--- STORED DATA ---

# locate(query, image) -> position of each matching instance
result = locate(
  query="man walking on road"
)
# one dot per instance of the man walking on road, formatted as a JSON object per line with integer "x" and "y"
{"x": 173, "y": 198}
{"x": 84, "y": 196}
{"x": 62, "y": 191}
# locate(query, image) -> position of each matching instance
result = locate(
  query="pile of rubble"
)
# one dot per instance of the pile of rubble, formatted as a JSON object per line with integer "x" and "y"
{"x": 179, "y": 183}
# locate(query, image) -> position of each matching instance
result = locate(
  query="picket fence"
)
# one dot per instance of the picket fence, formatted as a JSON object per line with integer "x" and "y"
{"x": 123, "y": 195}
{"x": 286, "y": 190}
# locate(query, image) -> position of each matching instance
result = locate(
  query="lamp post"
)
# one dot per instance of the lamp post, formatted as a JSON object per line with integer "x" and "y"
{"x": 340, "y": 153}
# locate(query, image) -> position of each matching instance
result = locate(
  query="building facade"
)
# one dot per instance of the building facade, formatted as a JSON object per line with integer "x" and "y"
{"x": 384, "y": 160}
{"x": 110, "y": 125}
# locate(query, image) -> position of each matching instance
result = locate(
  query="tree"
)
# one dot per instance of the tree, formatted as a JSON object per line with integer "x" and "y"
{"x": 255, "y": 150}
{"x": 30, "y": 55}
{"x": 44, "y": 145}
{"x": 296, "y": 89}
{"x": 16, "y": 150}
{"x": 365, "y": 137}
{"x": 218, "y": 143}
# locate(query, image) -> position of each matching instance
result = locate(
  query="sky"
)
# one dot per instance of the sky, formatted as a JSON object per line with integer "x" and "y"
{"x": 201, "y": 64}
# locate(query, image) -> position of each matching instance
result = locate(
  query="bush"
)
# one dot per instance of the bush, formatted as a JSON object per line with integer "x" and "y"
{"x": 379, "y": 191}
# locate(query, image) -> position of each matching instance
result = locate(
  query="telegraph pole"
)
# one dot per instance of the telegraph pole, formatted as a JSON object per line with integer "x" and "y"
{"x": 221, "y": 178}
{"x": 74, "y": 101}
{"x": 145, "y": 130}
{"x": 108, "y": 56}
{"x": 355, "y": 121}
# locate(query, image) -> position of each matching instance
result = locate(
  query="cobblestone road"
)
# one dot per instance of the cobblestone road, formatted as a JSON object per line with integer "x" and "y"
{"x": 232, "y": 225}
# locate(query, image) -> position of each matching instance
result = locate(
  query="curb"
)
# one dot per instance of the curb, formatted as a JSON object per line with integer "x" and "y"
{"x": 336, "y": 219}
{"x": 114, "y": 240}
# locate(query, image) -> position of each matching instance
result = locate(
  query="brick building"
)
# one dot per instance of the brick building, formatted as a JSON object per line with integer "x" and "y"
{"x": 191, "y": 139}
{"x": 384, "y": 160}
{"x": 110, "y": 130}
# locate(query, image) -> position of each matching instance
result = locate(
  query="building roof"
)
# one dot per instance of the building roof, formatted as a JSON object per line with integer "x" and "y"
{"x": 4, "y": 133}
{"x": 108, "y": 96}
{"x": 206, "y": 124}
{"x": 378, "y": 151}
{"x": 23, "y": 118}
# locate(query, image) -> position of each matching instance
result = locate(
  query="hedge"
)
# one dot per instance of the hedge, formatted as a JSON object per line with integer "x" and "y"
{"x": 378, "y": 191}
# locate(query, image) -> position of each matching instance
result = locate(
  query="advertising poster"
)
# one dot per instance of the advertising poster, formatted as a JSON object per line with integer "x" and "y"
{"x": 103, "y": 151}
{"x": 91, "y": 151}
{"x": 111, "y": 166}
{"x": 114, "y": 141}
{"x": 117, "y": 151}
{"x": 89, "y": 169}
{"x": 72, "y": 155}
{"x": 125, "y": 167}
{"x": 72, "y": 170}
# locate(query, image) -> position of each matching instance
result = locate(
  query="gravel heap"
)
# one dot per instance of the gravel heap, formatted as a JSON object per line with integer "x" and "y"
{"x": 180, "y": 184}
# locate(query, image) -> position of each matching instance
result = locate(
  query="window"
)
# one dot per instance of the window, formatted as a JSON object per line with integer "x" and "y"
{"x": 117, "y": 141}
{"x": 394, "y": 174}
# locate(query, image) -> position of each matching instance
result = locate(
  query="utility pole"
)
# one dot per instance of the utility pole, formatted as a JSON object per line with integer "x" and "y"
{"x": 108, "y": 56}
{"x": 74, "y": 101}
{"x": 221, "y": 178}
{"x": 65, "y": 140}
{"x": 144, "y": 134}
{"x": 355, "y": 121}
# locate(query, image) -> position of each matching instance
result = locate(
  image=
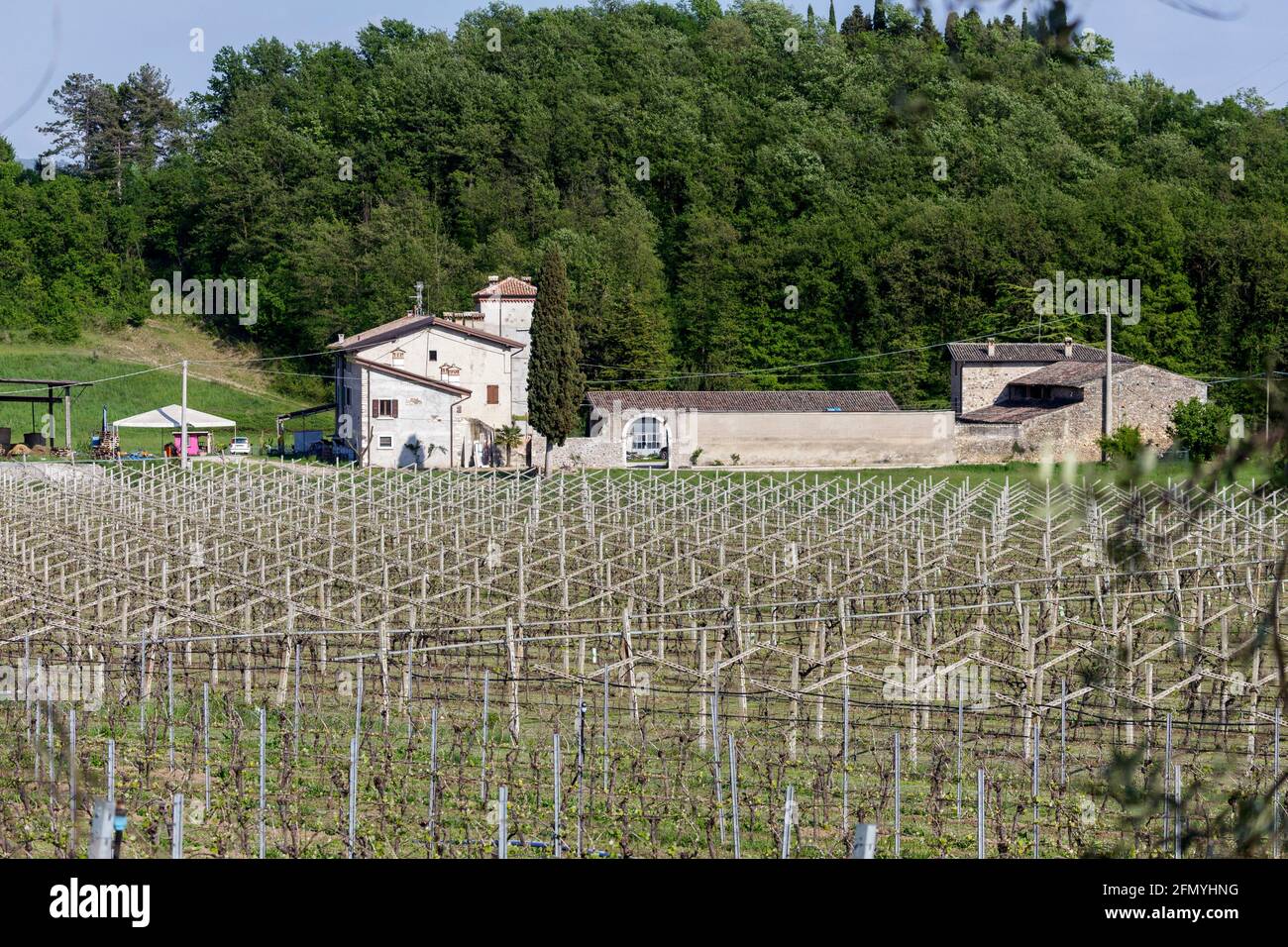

---

Your answer must be the entries repeated exactly, with no pictures.

# locate(query, image) -> position of each matching instance
result = locate(
  query="man walking on road"
)
# one dot per instance of the man walking on road, formatted as a JSON object per line with integer "x" and "y"
{"x": 173, "y": 198}
{"x": 84, "y": 196}
{"x": 62, "y": 191}
# locate(query, image) -> position of each matching instance
result = locate(
  query="pile of rubble"
)
# one dot per instance of the pile of rubble, formatted as a JSON object per line with integer "x" and "y"
{"x": 179, "y": 183}
# locate(query, image) -> position of each matching instance
result = locate(
  query="picket fence"
)
# one dot per instance of the picket fence, formatted as a JSON object per line with integer "x" and "y"
{"x": 123, "y": 195}
{"x": 286, "y": 190}
# locate(query, image) -> position of each matching instance
result = locate(
  query="lamp post"
)
# one dot per instance of the lamp post, formatted as a JSON object per line with integer "x" and "y"
{"x": 340, "y": 153}
# locate(query, image) -> position of each matching instance
result = locate(
  query="building facade"
)
# one dot per instance of the building facade, formatted as a JSON object per line with integer "x" and "y"
{"x": 384, "y": 160}
{"x": 110, "y": 125}
# locate(query, image) -> position of each matching instance
result = locate(
  query="tree"
)
# one dot per instance of the tree, formatted as a JSON object per line with integer "x" and "y"
{"x": 255, "y": 150}
{"x": 30, "y": 55}
{"x": 44, "y": 145}
{"x": 296, "y": 89}
{"x": 16, "y": 150}
{"x": 365, "y": 137}
{"x": 218, "y": 143}
# locate(query, image) -> position of each matching instance
result = locate(
  query="sky"
)
# one dot per instance of the sky, formatted as a JSON object per line with integer "x" and "y"
{"x": 201, "y": 64}
# locate(query, image) -> position of each matching instance
result = locate(
  query="bush"
)
# one dot per instance of the bush, formatted as a JSON object per line with integer "x" and "y"
{"x": 379, "y": 191}
# locate(query, image) -> position of each matching instance
result = locate(
  query="telegraph pole"
)
# one dot per instance of the telegraph pole, formatted as a JSON object per line with integer "x" and "y"
{"x": 221, "y": 178}
{"x": 74, "y": 101}
{"x": 145, "y": 130}
{"x": 108, "y": 56}
{"x": 355, "y": 121}
# locate(query, image) -> position of each matching instance
result = locate(
  query="cobblestone road"
)
# one dot per instance of the cobblestone road, formatted as a JSON object per line with integer "x" and "y"
{"x": 232, "y": 225}
# locate(query, image) -> position of each matching instance
result = locate(
  query="curb"
)
# one dot per instance of the curb, formatted as a JSON object per line with integer "x" and "y"
{"x": 336, "y": 219}
{"x": 114, "y": 240}
# locate(query, image) -> position of each matching instance
result = locate(
  query="brick building"
)
# one dot per instance of the brick building, formatted as a JSON object per line with integer "x" and "y"
{"x": 191, "y": 139}
{"x": 384, "y": 160}
{"x": 110, "y": 130}
# locate(query, image) -> position of each matching instance
result = locate(
  query="building roof"
)
# one dot per instance of the building roof, formatted as a JSON object per line with integer "x" and "y"
{"x": 4, "y": 133}
{"x": 108, "y": 96}
{"x": 206, "y": 124}
{"x": 378, "y": 151}
{"x": 23, "y": 118}
# locate(query, image) -> position of each matching instance
result = locate(
  query="hedge"
)
# one dot per instance of the hedge, formatted as a JSON object per line with integer "x" and "y"
{"x": 378, "y": 191}
# locate(query, image) -> position of each matching instance
result = locate(
  query="advertising poster"
)
# one dot per instance of the advertising poster, formatted as a JSON object per line with integer "x" and "y"
{"x": 103, "y": 151}
{"x": 91, "y": 151}
{"x": 111, "y": 166}
{"x": 114, "y": 141}
{"x": 117, "y": 151}
{"x": 89, "y": 169}
{"x": 72, "y": 155}
{"x": 125, "y": 167}
{"x": 72, "y": 170}
# locate(query, image) -> position of each matching instance
result = locate(
  query="gravel heap"
)
# one dot per instance of the gravel heap, formatted as a JSON object per line with integer "x" and "y"
{"x": 180, "y": 184}
# locate(query, image) -> position of each matching instance
result = locate(
  query="window"
)
# one dot per instance of the window, formatted as a JSON object per line with integer "x" and "y"
{"x": 117, "y": 141}
{"x": 394, "y": 174}
# locate(query, image) -> position of each matching instance
result = locate(
  query="utility pole"
)
# one dot per instance of the utility pole, formatted as a JSON object per line with integer "x" and "y"
{"x": 108, "y": 56}
{"x": 74, "y": 101}
{"x": 221, "y": 178}
{"x": 65, "y": 140}
{"x": 144, "y": 134}
{"x": 355, "y": 121}
# locate(query, image) -> position of each matching instance
result = locate(
  image=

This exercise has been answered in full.